◆ STATED GOAL: Locate every line in the entries below that contains the string "woman" and copy each one.

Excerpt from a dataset
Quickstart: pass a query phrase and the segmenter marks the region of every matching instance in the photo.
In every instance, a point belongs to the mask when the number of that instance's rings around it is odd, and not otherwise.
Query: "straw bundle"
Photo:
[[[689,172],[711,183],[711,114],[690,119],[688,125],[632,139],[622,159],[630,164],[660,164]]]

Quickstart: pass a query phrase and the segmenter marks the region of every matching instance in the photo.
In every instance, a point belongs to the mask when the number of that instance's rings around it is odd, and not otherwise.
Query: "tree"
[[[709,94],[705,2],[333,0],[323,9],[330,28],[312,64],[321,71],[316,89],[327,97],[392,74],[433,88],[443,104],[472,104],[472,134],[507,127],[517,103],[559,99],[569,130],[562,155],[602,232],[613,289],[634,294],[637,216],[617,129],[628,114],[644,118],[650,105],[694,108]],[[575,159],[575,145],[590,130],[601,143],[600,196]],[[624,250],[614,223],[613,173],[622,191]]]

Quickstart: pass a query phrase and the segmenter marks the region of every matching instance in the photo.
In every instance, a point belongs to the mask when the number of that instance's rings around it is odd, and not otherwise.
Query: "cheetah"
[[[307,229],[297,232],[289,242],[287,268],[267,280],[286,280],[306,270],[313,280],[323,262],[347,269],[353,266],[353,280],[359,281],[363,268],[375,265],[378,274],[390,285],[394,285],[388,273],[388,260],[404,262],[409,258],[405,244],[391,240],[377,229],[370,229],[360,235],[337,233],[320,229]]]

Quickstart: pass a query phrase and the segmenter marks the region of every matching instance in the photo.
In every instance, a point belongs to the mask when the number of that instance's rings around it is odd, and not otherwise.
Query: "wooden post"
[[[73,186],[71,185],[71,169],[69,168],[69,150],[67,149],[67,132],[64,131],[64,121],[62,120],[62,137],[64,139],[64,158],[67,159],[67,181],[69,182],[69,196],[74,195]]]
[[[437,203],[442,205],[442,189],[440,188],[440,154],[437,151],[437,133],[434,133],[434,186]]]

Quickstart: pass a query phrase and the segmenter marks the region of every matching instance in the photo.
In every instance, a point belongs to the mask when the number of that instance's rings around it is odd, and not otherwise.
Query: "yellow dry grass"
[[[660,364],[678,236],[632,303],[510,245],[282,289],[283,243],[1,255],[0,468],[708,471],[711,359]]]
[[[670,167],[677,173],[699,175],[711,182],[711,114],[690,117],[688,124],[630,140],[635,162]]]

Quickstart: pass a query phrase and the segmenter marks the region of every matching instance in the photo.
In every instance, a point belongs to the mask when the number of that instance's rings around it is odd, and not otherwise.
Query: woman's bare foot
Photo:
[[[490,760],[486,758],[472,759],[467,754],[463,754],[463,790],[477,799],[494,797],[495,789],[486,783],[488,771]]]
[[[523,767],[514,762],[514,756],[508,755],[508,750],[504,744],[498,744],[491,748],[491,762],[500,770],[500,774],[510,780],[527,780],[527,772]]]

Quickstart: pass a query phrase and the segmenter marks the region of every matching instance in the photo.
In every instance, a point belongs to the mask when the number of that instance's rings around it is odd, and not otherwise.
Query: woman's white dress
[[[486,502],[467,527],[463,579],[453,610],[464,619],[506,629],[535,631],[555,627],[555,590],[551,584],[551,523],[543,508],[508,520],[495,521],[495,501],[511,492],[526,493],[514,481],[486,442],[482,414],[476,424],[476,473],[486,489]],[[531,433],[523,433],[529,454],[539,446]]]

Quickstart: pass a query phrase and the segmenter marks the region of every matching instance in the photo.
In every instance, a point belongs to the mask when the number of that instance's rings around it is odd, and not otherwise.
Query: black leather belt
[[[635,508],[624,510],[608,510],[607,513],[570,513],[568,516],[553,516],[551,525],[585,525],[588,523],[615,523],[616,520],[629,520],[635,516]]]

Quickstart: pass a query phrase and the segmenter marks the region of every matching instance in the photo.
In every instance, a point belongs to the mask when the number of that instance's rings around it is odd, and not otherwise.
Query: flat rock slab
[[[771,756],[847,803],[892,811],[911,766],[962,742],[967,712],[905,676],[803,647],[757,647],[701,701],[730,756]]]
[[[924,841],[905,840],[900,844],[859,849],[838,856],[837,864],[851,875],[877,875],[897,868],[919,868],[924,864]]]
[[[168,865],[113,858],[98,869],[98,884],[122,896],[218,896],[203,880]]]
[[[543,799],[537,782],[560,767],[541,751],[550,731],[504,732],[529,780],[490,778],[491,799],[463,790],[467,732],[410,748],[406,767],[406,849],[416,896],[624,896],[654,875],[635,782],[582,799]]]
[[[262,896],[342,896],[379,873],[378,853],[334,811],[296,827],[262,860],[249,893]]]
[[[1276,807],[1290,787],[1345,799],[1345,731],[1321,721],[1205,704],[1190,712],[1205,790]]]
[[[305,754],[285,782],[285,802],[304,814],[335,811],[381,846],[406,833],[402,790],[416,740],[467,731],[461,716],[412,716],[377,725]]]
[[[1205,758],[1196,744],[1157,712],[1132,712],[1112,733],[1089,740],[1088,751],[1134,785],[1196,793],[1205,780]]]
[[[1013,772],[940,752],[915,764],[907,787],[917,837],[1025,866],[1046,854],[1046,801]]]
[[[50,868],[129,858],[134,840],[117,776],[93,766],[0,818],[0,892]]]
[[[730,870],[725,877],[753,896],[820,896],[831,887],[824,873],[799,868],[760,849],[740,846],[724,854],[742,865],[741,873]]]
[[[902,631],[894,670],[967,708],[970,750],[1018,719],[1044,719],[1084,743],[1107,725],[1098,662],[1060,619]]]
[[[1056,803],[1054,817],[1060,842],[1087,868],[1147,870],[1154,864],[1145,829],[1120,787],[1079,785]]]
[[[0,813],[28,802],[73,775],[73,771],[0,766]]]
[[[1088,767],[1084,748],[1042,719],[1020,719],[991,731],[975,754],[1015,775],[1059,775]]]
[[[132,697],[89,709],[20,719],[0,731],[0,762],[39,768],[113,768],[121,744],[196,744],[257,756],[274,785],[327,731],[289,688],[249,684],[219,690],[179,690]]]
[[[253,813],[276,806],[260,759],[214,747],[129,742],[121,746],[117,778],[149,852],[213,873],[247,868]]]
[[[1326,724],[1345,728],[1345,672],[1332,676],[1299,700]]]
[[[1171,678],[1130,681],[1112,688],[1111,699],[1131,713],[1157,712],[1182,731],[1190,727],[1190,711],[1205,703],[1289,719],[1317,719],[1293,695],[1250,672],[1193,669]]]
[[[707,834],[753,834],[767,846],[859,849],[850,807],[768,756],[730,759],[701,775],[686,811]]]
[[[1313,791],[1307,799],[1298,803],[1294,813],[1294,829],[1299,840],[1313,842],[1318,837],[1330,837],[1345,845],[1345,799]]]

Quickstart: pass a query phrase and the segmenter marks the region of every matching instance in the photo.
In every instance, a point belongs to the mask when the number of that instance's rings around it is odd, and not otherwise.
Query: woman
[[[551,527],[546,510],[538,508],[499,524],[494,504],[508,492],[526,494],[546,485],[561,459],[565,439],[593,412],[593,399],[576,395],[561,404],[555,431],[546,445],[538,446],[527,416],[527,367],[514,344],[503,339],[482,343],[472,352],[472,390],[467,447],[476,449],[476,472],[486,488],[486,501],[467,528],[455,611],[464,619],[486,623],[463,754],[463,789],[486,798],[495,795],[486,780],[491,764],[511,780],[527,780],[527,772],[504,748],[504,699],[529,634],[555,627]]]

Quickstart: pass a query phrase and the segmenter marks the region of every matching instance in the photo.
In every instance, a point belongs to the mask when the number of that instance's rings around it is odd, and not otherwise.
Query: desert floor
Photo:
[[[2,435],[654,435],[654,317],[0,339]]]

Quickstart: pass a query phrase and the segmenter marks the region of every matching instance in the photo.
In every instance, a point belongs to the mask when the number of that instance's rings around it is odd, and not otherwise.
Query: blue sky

◆ TASK OUTPUT:
Query: woman's bare foot
Query: woman's white dress
Query: woman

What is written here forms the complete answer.